GIVEN RECORDS

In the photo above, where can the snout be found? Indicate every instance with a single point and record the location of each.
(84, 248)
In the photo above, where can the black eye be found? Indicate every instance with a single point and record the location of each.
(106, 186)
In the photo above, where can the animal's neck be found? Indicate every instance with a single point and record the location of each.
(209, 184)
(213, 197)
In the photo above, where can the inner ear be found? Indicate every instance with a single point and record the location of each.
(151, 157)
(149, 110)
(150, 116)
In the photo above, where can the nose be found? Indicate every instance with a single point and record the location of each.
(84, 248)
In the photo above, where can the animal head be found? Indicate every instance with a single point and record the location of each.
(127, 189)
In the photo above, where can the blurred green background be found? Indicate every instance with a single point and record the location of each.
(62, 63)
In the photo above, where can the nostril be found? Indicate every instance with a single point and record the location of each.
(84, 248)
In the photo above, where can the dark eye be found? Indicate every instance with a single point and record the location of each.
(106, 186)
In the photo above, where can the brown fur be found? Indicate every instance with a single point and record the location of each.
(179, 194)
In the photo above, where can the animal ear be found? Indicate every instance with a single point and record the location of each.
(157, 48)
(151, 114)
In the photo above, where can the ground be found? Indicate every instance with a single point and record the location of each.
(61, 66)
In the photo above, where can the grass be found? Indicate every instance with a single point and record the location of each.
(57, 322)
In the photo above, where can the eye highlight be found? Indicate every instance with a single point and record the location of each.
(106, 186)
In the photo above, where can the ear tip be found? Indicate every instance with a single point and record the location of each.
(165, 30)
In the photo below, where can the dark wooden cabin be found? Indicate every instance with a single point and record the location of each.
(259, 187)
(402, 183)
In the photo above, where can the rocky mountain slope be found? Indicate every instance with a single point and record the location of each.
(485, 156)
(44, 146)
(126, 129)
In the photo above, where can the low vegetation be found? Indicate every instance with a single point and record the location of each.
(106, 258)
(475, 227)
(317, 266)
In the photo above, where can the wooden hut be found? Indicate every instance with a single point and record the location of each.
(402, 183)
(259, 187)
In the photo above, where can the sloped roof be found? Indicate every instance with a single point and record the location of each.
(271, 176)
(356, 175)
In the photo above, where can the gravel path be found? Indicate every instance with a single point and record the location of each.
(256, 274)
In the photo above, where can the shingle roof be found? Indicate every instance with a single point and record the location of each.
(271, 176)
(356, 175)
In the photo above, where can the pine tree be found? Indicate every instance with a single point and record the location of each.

WRITTEN TASK
From the "In the photo above, where can the low" line to the close of the listing, restate each line word for word.

RESPONSE
In the photo above, where can the low vegetation be found? Indicate every instance with a single point and record the location of each.
(106, 258)
(475, 227)
(317, 266)
In the photo above, where can the wooden hut be found? Indicate every instance with a single point and record the location of each.
(402, 183)
(259, 187)
In the photo above, where can the sloped roof be found? Indicate every instance with a single point and record the location of each.
(271, 176)
(356, 175)
In the photo above, where can the gravel path be found? Indicate every instance with a single point and record the location of each.
(256, 274)
In the photo above, where can the shingle roof be found? Indicate every instance with a single point and record the location of each.
(271, 176)
(356, 175)
In the photo above, where can the pine tree be found? Indicate every instance with a single point and record the location of each.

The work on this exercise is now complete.